Please retype the records below exactly, leaving out any pictures.

(Stored data)
__________
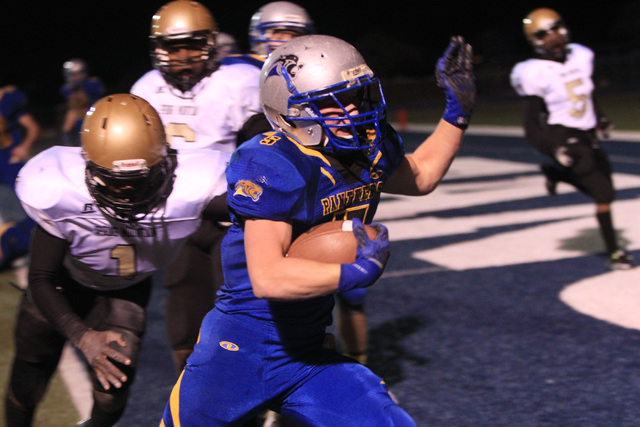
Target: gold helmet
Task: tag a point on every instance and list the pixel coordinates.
(183, 24)
(129, 167)
(540, 22)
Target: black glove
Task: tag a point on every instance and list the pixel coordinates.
(454, 74)
(98, 348)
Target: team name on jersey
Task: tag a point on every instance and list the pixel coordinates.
(125, 231)
(344, 199)
(178, 110)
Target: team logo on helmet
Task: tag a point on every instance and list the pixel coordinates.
(289, 63)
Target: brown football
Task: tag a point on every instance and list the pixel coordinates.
(331, 242)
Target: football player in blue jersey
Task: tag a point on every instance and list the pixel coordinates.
(18, 132)
(109, 214)
(329, 157)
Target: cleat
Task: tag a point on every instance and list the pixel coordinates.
(620, 260)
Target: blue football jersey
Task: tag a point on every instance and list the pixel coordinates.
(273, 177)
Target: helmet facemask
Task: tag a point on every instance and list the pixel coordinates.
(352, 115)
(275, 17)
(194, 67)
(131, 190)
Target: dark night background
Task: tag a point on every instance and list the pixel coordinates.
(398, 38)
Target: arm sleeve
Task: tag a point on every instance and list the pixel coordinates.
(46, 263)
(597, 108)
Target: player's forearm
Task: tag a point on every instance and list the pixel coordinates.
(46, 262)
(295, 278)
(427, 165)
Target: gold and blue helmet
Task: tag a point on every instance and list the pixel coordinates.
(319, 90)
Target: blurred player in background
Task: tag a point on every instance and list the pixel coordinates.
(226, 45)
(262, 346)
(108, 215)
(202, 105)
(562, 118)
(18, 132)
(80, 91)
(270, 26)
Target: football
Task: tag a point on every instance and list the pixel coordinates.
(331, 242)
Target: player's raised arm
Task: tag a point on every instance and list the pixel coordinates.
(422, 170)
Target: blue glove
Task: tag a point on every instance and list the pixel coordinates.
(454, 74)
(371, 258)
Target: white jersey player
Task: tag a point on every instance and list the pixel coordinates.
(108, 215)
(107, 254)
(202, 104)
(208, 115)
(562, 119)
(566, 87)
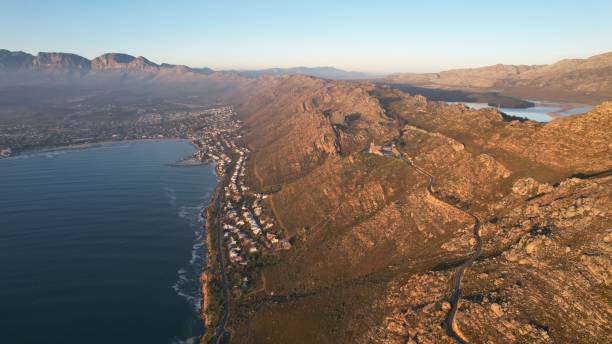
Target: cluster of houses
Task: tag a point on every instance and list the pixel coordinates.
(248, 231)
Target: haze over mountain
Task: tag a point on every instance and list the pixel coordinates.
(581, 80)
(141, 67)
(320, 72)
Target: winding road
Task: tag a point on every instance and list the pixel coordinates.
(221, 335)
(451, 326)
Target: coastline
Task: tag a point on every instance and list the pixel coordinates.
(79, 146)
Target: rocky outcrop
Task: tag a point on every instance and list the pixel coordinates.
(374, 249)
(581, 80)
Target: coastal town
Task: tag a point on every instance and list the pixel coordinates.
(248, 230)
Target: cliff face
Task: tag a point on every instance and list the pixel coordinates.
(374, 251)
(112, 64)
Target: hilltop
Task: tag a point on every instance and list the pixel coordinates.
(579, 80)
(374, 248)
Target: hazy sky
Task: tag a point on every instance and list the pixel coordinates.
(375, 36)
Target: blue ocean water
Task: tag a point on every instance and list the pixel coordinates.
(102, 244)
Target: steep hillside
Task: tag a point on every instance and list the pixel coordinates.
(578, 80)
(376, 239)
(51, 66)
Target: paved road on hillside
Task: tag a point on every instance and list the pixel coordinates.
(451, 326)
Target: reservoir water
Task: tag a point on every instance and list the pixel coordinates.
(541, 112)
(102, 244)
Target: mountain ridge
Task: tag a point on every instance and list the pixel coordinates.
(579, 80)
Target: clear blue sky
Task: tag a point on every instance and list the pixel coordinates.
(375, 36)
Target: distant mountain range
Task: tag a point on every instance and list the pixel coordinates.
(123, 64)
(319, 72)
(580, 80)
(75, 65)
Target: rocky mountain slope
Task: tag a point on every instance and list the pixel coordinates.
(320, 72)
(580, 80)
(58, 64)
(374, 248)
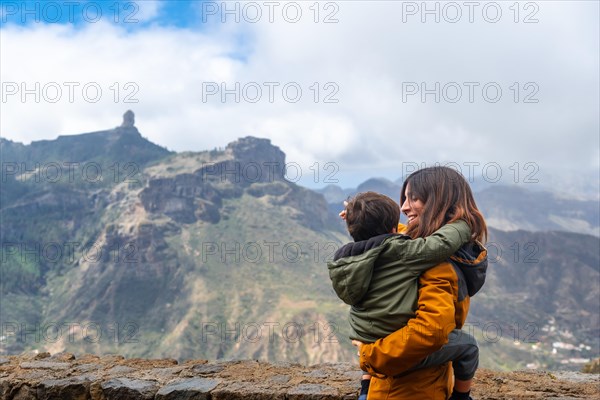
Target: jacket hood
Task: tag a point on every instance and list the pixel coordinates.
(470, 264)
(352, 267)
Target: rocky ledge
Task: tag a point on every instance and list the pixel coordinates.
(63, 376)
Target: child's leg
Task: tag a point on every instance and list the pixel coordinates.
(365, 381)
(462, 350)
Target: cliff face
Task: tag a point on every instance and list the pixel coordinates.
(63, 376)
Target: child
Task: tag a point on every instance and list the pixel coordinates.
(378, 276)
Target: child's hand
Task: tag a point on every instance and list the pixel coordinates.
(343, 212)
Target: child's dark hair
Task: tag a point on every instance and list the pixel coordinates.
(371, 214)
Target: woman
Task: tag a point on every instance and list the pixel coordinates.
(430, 198)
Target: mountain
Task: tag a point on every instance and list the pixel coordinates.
(216, 255)
(505, 207)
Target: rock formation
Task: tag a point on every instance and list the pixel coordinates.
(128, 119)
(63, 376)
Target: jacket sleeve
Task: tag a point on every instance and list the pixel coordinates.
(420, 254)
(423, 335)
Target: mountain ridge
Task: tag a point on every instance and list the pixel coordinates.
(215, 254)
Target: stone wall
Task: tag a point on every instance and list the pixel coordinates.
(89, 377)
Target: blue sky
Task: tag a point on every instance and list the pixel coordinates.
(130, 14)
(373, 88)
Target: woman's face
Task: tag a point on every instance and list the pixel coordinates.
(412, 207)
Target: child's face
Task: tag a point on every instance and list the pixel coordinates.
(412, 207)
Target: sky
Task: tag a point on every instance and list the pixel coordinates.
(347, 89)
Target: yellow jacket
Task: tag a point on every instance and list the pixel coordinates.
(439, 311)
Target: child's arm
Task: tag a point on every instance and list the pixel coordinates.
__________
**SOLUTION TO THE EXERCISE**
Target: gold helmet
Task: tag a point on every instance and list the pixel coordinates.
(183, 24)
(129, 167)
(540, 22)
Target: black glove
Task: tag a point on every instance and list the pixel coordinates.
(454, 74)
(98, 348)
Target: team name on jersey
Task: tag a point on every instance and list the pixel coordinates.
(125, 231)
(344, 199)
(178, 110)
Target: team logo on helmet
Task: tag a point on every instance and list the pixel coordinates.
(289, 63)
Target: brown football
Task: tag a point on every instance and list the pixel coordinates.
(331, 242)
Target: football player in blue jersey
Task: tag a point on every instance and list the pixel coordinates.
(18, 132)
(109, 214)
(329, 157)
Target: cleat
Task: tag a point on every instance and list the pixel coordinates.
(620, 260)
Target: blue football jersey
Task: tag a point on every instance and list the pixel coordinates.
(273, 177)
Target: helmet facemask
Task: tag a point on every instance and list the pixel coordinates.
(352, 115)
(275, 17)
(194, 67)
(131, 190)
Target: dark night background
Task: tag a point on every instance and list the pixel coordinates.
(398, 38)
Target: arm sleeve
Task: tag a point on every instance and list the pixel coordinates.
(46, 263)
(597, 108)
Target: player's forearm
Task: tag a point on every instance and list the pixel coordinates.
(46, 262)
(295, 278)
(427, 165)
Target: gold and blue helmet
Task: tag a point on every instance and list the pixel coordinates.
(319, 90)
Target: blurred player in background
Task: tag a point on every instance and list the pixel coordinates.
(226, 45)
(262, 346)
(108, 215)
(202, 105)
(562, 118)
(18, 132)
(80, 91)
(270, 26)
Target: football
Task: tag a point on every instance and list the pixel coordinates.
(331, 242)
Target: player's raised arm
Task: tag a point on every instance and list the pixel coordinates.
(422, 170)
Target: blue glove
Task: tag a point on every instance and list the pixel coordinates.
(454, 74)
(371, 258)
Target: white jersey player
Task: tag a point on every instance and list the pixel coordinates.
(108, 215)
(107, 254)
(202, 104)
(208, 115)
(562, 119)
(566, 87)
Target: cluster of houses
Task: tag a point on every instance and list the pixel coordinates.
(248, 231)
Target: haze over mountain
Task: tag a point on every instance and list the pixel coordinates.
(581, 80)
(141, 67)
(320, 72)
Target: winding road
Task: tag a point on every instance and list the pixel coordinates.
(221, 335)
(451, 326)
Target: coastline
Task: tag a point on every instance and list the pixel coordinates.
(79, 146)
Target: rocky outcrop
Task: tag a point on every instance and list the pixel coordinates.
(374, 249)
(581, 80)
Target: coastal town
Task: tag a point on every instance and list the pixel coordinates.
(248, 230)
Target: cliff face
Task: tag a point on every instance and list the pixel coordinates.
(374, 251)
(112, 64)
Target: hilltop
Task: tag a point on every instance and list the pixel coordinates.
(579, 80)
(374, 248)
Target: hazy sky
Task: tag a point on every instance and list the pixel coordinates.
(375, 36)
Target: blue ocean water
Task: tag a point on every instance and list the pixel coordinates.
(102, 244)
Target: steep hillside
Task: tag a point on every instance and list the pixel coordinates.
(578, 80)
(376, 239)
(51, 66)
Target: paved road on hillside
Task: tag a point on every instance and list the pixel coordinates.
(451, 326)
Target: reservoir water
Task: tag a point on every instance and list the pixel coordinates.
(541, 112)
(102, 244)
Target: mountain ridge
Task: tag a point on every instance and list the pixel coordinates.
(579, 80)
Target: clear blue sky
Task: tag a point on every instance and list the pixel coordinates.
(375, 36)
Target: distant mountain range
Task: tag a point on every instance and list the pixel coordinates.
(123, 64)
(319, 72)
(580, 80)
(75, 65)
Target: rocky mountain slope
Task: tag a point on every instance and list the pixel coordinates.
(320, 72)
(580, 80)
(58, 64)
(374, 248)
Target: jacket hood
Task: tag a point on every instance and list the pixel coordinates.
(470, 264)
(352, 267)
Target: rocky ledge
Task: tag a point on every instance and list the pixel coordinates.
(63, 376)
Target: child's leg
Task: tag a point on every instance and list the pixel coordinates.
(365, 381)
(462, 350)
Target: cliff face
Task: tag a point on every instance and list the pixel coordinates.
(63, 376)
Target: child
Task: tag a point on every instance and list the pixel coordinates.
(378, 276)
Target: child's hand
Task: tag a point on every instance and list the pixel coordinates.
(343, 212)
Target: child's dark hair
Task: tag a point on every instance and list the pixel coordinates.
(371, 214)
Target: woman
Task: tag a point on every instance and list the pixel coordinates.
(430, 198)
Target: mountain
Task: tag a point on every instance and list the pixel coordinates.
(216, 255)
(505, 207)
Target: rock formation
Task: tag a point on every instance and list the pixel coordinates.
(128, 119)
(63, 376)
Target: jacket sleeve
Task: tag a point on every instance and list the pixel coordinates.
(420, 254)
(423, 335)
Target: mountain ridge
Task: tag a point on every instance and list the pixel coordinates.
(215, 254)
Target: stone wall
Task: tag a point on every instance and list the pixel coordinates.
(89, 377)
Target: blue sky
Task: tag a point on every instance and list the pixel coordinates.
(130, 14)
(373, 88)
Target: woman's face
Task: tag a point on every instance and list the pixel coordinates.
(412, 207)
Target: child's face
Task: tag a point on every instance and list the pixel coordinates.
(412, 207)
Target: sky
Task: tag a point on every instance and list the pixel coordinates.
(347, 89)
Target: yellow jacket
Task: tag a point on every instance and list the pixel coordinates.
(439, 311)
Target: child's arm
Task: tag a point on every instance and list the pixel coordinates.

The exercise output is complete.